TASK TO CARRY OUT —
Find each line in the entries below that contains the word "wall", and copy those lines.

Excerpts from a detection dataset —
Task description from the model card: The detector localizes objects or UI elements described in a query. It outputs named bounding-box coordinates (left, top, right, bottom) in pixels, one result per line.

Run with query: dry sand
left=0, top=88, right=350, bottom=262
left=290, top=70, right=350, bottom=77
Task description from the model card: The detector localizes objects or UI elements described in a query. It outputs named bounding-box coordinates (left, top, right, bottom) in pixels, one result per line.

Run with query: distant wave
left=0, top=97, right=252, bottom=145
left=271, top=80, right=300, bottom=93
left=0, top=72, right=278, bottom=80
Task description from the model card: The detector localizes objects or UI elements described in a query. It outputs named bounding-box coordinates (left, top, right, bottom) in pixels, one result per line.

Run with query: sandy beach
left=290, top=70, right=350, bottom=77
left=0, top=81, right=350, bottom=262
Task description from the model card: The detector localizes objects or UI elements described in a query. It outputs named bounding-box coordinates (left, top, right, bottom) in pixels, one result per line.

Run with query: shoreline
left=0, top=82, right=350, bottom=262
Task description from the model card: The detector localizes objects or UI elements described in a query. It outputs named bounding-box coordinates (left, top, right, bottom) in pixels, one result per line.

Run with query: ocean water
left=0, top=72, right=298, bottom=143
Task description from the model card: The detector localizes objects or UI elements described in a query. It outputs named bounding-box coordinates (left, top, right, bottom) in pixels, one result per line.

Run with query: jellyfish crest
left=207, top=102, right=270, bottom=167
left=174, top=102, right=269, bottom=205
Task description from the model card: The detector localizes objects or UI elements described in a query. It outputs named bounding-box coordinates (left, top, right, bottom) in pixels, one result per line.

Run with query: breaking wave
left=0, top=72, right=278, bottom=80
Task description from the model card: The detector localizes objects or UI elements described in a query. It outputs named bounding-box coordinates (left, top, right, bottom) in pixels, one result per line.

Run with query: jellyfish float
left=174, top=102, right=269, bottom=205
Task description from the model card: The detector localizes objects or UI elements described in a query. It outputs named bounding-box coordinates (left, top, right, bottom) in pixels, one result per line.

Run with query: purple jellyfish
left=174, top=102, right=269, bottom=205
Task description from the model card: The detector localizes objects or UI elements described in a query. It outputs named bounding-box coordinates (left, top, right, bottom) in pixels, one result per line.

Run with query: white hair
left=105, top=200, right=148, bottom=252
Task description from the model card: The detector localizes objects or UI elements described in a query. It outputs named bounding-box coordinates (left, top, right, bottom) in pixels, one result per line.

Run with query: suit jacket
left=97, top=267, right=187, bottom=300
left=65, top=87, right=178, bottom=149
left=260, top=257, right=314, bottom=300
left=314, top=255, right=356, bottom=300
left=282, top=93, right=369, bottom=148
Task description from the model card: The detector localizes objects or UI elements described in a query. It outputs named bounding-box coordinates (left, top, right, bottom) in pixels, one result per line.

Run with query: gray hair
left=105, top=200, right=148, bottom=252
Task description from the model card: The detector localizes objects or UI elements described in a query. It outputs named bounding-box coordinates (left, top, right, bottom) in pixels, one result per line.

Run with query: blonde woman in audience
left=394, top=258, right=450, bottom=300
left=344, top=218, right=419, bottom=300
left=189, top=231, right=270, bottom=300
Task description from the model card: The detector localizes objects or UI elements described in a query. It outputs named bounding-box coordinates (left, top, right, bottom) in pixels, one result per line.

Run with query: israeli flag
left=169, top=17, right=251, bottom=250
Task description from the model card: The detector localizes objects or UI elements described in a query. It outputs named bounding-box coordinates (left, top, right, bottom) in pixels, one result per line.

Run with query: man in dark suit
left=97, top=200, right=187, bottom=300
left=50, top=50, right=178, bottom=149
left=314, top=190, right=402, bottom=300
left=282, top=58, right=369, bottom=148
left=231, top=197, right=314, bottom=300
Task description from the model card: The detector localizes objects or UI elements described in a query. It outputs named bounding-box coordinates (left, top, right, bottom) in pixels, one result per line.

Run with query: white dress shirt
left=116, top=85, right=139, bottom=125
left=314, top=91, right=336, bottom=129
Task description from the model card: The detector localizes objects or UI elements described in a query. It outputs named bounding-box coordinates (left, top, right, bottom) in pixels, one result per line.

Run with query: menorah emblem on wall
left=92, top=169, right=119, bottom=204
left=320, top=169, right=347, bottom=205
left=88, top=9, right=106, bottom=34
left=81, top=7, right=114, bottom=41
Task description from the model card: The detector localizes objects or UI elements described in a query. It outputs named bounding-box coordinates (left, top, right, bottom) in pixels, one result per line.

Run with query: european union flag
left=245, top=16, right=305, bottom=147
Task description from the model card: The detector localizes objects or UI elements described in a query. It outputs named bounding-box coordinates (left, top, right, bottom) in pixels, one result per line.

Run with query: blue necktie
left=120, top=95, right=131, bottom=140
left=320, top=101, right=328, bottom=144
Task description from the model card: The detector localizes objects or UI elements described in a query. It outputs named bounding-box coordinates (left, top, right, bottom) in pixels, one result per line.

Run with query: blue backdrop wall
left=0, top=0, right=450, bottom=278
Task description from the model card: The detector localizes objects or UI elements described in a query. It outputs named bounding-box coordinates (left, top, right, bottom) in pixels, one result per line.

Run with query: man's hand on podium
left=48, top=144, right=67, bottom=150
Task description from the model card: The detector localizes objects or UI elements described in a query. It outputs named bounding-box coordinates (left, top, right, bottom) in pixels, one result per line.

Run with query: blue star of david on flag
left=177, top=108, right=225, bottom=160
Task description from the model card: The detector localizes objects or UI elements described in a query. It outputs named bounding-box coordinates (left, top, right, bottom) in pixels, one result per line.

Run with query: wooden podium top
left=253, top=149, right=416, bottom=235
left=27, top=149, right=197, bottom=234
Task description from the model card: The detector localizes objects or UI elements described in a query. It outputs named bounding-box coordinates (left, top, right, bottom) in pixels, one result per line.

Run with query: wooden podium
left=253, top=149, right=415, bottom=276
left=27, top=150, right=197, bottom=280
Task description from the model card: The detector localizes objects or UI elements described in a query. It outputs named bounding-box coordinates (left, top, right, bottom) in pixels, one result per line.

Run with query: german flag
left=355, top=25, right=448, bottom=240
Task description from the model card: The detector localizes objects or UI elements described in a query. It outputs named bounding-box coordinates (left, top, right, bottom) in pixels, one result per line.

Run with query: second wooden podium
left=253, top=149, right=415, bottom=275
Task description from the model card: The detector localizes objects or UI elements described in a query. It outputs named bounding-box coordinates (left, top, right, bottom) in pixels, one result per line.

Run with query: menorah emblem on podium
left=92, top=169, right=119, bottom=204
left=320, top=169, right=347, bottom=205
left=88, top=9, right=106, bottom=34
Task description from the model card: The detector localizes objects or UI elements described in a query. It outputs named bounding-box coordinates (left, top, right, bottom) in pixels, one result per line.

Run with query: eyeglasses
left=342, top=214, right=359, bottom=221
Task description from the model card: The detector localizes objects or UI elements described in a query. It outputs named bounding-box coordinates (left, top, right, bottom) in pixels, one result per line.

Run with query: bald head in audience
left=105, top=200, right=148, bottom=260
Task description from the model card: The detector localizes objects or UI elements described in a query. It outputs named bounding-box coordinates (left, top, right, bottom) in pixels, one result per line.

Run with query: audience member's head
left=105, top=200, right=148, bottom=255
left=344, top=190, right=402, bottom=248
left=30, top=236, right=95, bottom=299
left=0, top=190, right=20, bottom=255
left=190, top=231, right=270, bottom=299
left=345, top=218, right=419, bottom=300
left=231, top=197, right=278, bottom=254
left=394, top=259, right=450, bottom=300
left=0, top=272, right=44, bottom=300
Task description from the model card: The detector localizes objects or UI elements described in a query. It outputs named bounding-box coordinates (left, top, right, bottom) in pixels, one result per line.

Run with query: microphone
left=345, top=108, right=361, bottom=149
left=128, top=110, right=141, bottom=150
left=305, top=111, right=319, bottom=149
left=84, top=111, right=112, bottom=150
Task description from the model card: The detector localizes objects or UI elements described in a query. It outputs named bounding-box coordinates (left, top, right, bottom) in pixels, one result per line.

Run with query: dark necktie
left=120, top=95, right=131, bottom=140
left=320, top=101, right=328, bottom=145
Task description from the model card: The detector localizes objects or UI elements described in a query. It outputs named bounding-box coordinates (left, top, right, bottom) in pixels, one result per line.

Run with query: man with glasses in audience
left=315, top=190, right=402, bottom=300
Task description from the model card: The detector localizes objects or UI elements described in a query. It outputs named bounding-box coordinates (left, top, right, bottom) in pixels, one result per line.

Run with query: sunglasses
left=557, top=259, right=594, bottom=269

EXERCISE SOLUTION —
Run with query: menorah emblem on wall
Run with query: blue backdrop wall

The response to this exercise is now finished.